[TASK INSTRUCTIONS]
A word-for-word transcription of the whole listing is required.

[DATA FOR THE TASK]
===============
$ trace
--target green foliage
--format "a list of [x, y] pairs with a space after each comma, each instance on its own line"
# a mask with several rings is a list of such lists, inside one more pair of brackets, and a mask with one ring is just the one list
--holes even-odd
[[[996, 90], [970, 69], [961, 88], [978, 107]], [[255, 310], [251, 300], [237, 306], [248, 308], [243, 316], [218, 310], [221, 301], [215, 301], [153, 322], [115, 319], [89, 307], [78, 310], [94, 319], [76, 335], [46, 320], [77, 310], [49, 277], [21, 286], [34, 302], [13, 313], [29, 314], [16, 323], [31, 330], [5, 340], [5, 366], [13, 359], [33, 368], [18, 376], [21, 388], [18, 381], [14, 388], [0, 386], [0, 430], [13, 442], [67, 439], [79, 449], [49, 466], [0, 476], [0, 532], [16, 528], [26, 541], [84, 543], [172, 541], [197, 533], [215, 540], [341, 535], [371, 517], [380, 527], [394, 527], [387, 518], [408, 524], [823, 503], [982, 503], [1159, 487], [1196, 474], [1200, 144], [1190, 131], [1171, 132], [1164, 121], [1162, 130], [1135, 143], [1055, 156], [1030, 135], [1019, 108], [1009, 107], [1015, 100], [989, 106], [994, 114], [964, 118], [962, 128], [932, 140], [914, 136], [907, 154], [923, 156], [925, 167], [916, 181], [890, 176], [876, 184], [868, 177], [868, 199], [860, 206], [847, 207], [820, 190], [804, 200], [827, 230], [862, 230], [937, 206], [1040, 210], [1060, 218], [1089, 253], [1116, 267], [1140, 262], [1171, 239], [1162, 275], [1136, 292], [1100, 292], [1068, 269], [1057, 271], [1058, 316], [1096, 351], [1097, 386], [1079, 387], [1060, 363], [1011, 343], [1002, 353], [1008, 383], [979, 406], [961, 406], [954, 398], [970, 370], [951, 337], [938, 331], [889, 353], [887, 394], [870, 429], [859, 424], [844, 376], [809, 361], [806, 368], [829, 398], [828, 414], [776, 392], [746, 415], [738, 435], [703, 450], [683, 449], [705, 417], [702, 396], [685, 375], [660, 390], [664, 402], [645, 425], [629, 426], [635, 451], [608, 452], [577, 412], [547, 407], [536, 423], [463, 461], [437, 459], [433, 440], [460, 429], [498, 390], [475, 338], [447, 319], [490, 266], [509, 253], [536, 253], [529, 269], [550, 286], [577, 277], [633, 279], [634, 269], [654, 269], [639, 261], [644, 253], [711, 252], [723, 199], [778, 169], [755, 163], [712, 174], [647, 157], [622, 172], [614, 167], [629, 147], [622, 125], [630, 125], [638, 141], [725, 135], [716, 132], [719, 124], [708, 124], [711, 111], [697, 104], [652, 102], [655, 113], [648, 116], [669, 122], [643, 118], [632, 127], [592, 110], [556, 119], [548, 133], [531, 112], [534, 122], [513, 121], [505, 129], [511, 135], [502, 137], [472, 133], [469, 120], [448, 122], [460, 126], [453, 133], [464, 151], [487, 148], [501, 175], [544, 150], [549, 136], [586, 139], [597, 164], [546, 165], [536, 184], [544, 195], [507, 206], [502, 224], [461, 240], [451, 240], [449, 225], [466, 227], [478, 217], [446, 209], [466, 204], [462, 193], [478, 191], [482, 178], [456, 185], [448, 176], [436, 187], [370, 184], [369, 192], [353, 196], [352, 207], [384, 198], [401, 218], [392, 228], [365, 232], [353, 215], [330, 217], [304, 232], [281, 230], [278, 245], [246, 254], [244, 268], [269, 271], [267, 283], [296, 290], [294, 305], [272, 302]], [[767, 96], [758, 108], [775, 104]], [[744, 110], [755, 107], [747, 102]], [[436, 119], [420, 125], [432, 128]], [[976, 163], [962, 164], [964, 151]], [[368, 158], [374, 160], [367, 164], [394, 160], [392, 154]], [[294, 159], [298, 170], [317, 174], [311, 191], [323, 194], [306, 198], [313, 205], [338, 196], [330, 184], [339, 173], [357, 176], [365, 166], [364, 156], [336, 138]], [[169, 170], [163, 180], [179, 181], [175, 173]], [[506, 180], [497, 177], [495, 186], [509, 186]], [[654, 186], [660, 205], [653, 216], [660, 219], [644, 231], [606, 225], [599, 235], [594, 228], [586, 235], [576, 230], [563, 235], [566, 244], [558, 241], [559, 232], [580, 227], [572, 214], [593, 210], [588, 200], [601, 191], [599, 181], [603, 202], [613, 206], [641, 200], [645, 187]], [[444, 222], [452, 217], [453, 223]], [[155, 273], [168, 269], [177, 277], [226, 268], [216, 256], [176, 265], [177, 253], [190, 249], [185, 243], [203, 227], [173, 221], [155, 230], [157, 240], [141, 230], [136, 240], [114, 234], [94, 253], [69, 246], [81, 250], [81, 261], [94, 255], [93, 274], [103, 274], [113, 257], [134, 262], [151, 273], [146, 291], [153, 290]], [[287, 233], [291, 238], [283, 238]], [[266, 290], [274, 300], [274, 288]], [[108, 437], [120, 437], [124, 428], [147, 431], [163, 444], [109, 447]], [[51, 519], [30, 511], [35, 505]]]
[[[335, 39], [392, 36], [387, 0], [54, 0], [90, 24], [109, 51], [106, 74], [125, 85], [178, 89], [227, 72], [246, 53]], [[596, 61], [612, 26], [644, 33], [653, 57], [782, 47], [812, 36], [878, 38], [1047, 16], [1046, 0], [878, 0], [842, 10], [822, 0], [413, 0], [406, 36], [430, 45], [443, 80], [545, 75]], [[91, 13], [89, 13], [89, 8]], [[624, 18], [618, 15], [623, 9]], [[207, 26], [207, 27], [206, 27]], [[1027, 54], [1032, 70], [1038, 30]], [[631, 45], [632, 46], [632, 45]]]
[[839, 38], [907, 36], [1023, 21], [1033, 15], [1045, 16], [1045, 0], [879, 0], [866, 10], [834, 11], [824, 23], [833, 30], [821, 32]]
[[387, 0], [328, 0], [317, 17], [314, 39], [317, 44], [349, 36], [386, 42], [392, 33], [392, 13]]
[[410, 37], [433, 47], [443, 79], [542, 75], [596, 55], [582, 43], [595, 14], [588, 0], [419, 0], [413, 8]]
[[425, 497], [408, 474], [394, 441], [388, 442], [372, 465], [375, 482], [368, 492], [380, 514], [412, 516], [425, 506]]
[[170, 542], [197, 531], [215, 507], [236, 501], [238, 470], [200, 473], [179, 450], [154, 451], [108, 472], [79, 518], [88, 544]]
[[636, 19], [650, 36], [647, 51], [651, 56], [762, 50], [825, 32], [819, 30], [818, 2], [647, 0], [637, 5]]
===============
[EXERCISE OUTPUT]
$ trace
--target green foliage
--format "a list of [x, y] pairs with a space after each comma, each instance on its own line"
# a mask with several rings is a list of such lists, inside one more pair of brackets, and a mask with one ring is just the one list
--holes even-odd
[[[996, 90], [970, 69], [961, 88], [978, 107]], [[255, 310], [251, 300], [237, 306], [248, 308], [243, 316], [218, 310], [221, 301], [215, 301], [153, 322], [115, 319], [89, 307], [78, 310], [94, 319], [76, 335], [46, 320], [77, 310], [49, 277], [21, 286], [34, 302], [13, 313], [29, 314], [16, 323], [31, 330], [5, 340], [5, 366], [13, 359], [33, 368], [18, 376], [21, 388], [18, 381], [14, 388], [0, 386], [0, 430], [13, 442], [67, 439], [79, 449], [49, 466], [0, 476], [0, 532], [16, 528], [26, 541], [84, 543], [172, 541], [197, 533], [215, 540], [341, 535], [371, 517], [380, 527], [394, 527], [387, 518], [408, 524], [823, 503], [982, 503], [1159, 487], [1196, 474], [1200, 144], [1190, 131], [1171, 132], [1164, 121], [1162, 130], [1135, 143], [1055, 156], [1030, 135], [1019, 108], [1009, 107], [1015, 100], [989, 106], [994, 114], [964, 118], [962, 128], [932, 140], [914, 136], [907, 154], [923, 156], [925, 167], [916, 181], [890, 176], [876, 184], [868, 177], [868, 199], [860, 206], [847, 207], [820, 190], [804, 200], [827, 230], [862, 230], [937, 206], [1040, 210], [1060, 218], [1089, 253], [1116, 267], [1140, 262], [1171, 239], [1162, 275], [1136, 292], [1100, 292], [1068, 269], [1057, 271], [1058, 316], [1096, 351], [1097, 386], [1079, 387], [1060, 363], [1011, 343], [1002, 353], [1008, 383], [979, 406], [961, 406], [954, 398], [970, 370], [951, 337], [938, 331], [889, 353], [887, 394], [870, 429], [859, 424], [844, 376], [809, 361], [806, 368], [829, 398], [828, 414], [776, 392], [746, 415], [738, 435], [703, 450], [683, 449], [705, 417], [702, 396], [685, 375], [660, 390], [664, 402], [645, 425], [629, 426], [635, 451], [608, 452], [577, 412], [547, 407], [536, 423], [463, 461], [437, 459], [433, 440], [460, 429], [498, 390], [475, 338], [447, 319], [490, 266], [509, 253], [536, 253], [529, 269], [550, 286], [577, 277], [633, 279], [634, 269], [654, 269], [639, 261], [644, 253], [711, 252], [723, 199], [778, 169], [755, 163], [712, 174], [647, 157], [622, 172], [614, 167], [629, 147], [622, 125], [630, 125], [638, 141], [725, 135], [716, 132], [719, 124], [708, 124], [711, 111], [697, 104], [652, 102], [655, 113], [648, 116], [669, 122], [643, 118], [632, 127], [592, 110], [556, 119], [548, 133], [531, 112], [534, 122], [513, 121], [505, 129], [511, 135], [502, 137], [472, 133], [469, 120], [448, 122], [460, 126], [453, 133], [464, 151], [487, 148], [501, 175], [544, 150], [549, 136], [586, 139], [597, 164], [546, 165], [536, 184], [544, 195], [507, 206], [502, 224], [461, 240], [451, 240], [449, 225], [466, 227], [478, 217], [446, 209], [466, 204], [462, 193], [478, 191], [482, 178], [456, 185], [448, 176], [436, 187], [370, 184], [369, 192], [353, 196], [352, 207], [384, 198], [401, 218], [392, 228], [365, 232], [353, 215], [330, 217], [304, 232], [281, 230], [278, 245], [246, 254], [244, 268], [269, 271], [267, 283], [296, 290], [294, 305], [272, 302]], [[767, 96], [758, 108], [775, 104]], [[744, 110], [755, 107], [747, 102]], [[436, 119], [420, 125], [432, 128]], [[976, 163], [962, 164], [964, 151]], [[368, 158], [374, 160], [367, 164], [394, 160], [392, 154]], [[294, 159], [298, 170], [317, 174], [311, 191], [323, 194], [306, 198], [313, 205], [338, 196], [330, 184], [339, 173], [357, 176], [365, 166], [364, 156], [336, 138]], [[169, 170], [163, 180], [179, 181], [175, 173]], [[506, 180], [497, 177], [495, 186], [509, 186]], [[654, 186], [660, 205], [653, 216], [660, 219], [644, 231], [606, 225], [599, 235], [594, 228], [586, 235], [576, 230], [563, 235], [566, 244], [558, 241], [559, 232], [580, 227], [572, 214], [593, 210], [588, 200], [601, 191], [599, 181], [603, 202], [613, 206], [641, 200], [645, 187]], [[444, 222], [452, 217], [453, 223]], [[155, 273], [168, 269], [177, 277], [226, 268], [216, 256], [176, 265], [177, 253], [190, 249], [185, 243], [203, 227], [173, 221], [155, 230], [157, 240], [141, 230], [136, 240], [114, 234], [94, 253], [69, 246], [81, 250], [81, 261], [94, 255], [93, 274], [103, 274], [113, 257], [134, 262], [151, 273], [146, 291], [153, 290]], [[287, 233], [291, 238], [283, 238]], [[266, 290], [274, 300], [274, 288]], [[108, 437], [120, 437], [124, 428], [147, 431], [163, 444], [109, 447]], [[51, 519], [30, 511], [35, 505]]]
[[[335, 39], [392, 36], [387, 0], [54, 0], [90, 24], [109, 51], [106, 74], [125, 85], [178, 89], [227, 72], [246, 53]], [[596, 61], [612, 26], [644, 33], [653, 57], [782, 47], [812, 36], [878, 38], [1047, 16], [1046, 0], [878, 0], [842, 10], [822, 0], [413, 0], [406, 36], [430, 45], [443, 80], [545, 75]], [[91, 13], [89, 13], [89, 8]], [[624, 18], [618, 15], [623, 9]], [[207, 26], [207, 27], [206, 27]], [[1027, 54], [1032, 70], [1038, 30]], [[631, 45], [632, 46], [632, 45]]]
[[839, 38], [907, 36], [1023, 21], [1033, 15], [1045, 16], [1045, 0], [879, 0], [866, 10], [834, 11], [824, 23], [833, 30], [821, 32]]
[[387, 0], [328, 0], [317, 17], [314, 39], [317, 44], [349, 36], [386, 42], [392, 33], [392, 13]]
[[410, 37], [433, 47], [443, 79], [542, 75], [596, 55], [582, 43], [595, 14], [588, 0], [419, 0], [413, 8]]
[[425, 497], [408, 474], [394, 441], [388, 442], [372, 465], [375, 482], [368, 492], [380, 514], [412, 516], [425, 506]]
[[170, 542], [197, 531], [215, 507], [236, 501], [238, 470], [200, 473], [179, 450], [154, 451], [108, 472], [79, 518], [88, 544]]
[[636, 19], [650, 36], [647, 51], [651, 56], [762, 50], [825, 32], [819, 30], [818, 2], [647, 0], [637, 5]]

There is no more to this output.